After the two expeditions, she wrote a paper on seabirds, noting that "During daylight hours, the writer kept as continuous a birdwatch as possible, and recorded sea and air temperatures and weather conditions." She recorded sightings of 12 species including petrel, wandering albatross, black-browed mollymawk and southern skua. At the end of the paper she "gratefully acknowledge[d] the help of the tourists and expedition staff of the 1968 Antarctic Tourist Expeditions to McMurdo Sound; and the endless assistance given by Capt. F. Bang, the Officers, particularly W. de Lange, and all the seamen on MS Magga Dan; during the long bird-watch and weather recording".

== Work and career ==
After returning from these two trips, Büchler taught in primary schools and also worked for the University of Canterbury and the University of Otago. Her later career included starting up a bilingual children's magazine, acting as a science advisor to primary schools and working in Steiner schools in New Zealand after training as a Rudolf Steiner teacher in Germany.

== Later Antarctic travels ==
Büchler carried out further trips as a lecturer with Lindblad Travels, including to the Antarctic Peninsula in 1991–92 on the Ocean Princess. In 1993–94, she travelled from Cape Town to the sub-Antarctic islands, the Antarctic Peninsula and the Ross Sea on board the Marco Polo.

=== Legacy ===
In 2004 the New Zealand Geographic Board named an Antarctic mountain after Büchler: Mount Darby.

● EXTRACTED RECORDS:

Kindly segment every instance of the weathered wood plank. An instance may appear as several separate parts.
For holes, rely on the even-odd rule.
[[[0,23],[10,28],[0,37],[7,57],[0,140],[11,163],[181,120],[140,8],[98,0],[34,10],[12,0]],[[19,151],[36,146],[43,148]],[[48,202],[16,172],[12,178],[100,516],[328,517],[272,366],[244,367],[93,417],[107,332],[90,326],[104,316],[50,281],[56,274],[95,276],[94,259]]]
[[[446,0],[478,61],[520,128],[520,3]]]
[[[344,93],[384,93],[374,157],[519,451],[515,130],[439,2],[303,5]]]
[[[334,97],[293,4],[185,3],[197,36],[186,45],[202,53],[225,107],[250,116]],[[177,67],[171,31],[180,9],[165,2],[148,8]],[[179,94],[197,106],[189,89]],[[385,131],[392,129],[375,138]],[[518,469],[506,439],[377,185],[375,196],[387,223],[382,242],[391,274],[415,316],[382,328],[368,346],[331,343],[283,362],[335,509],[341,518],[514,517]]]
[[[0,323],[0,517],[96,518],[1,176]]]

==

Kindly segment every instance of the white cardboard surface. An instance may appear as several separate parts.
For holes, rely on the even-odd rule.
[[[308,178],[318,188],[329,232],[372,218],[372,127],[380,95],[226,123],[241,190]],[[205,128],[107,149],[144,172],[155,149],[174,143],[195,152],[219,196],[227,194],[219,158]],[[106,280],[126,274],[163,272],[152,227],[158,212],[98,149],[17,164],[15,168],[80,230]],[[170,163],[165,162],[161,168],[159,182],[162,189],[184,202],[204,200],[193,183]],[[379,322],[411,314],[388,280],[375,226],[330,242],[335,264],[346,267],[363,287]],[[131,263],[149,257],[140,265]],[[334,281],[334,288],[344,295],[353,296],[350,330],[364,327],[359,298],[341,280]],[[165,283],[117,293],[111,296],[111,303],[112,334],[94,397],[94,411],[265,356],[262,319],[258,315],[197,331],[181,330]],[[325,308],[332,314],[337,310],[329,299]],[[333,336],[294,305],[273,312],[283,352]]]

● WORK TO DO:
(1) According to the text about Büchler, on which ship did she travel from Cape Town to the Ross Sea in 1993–94?
(2) Find each line of the entries that contains the string "several", treating uppercase and lowercase as different.
The entries have no connection to the text about Büchler.

● PROBLEM SOLUTIONS:
(1) The Marco Polo.

(2)
Kindly segment every instance of the weathered wood plank. An instance may appear as several separate parts.
Kindly segment every instance of the white cardboard surface. An instance may appear as several separate parts.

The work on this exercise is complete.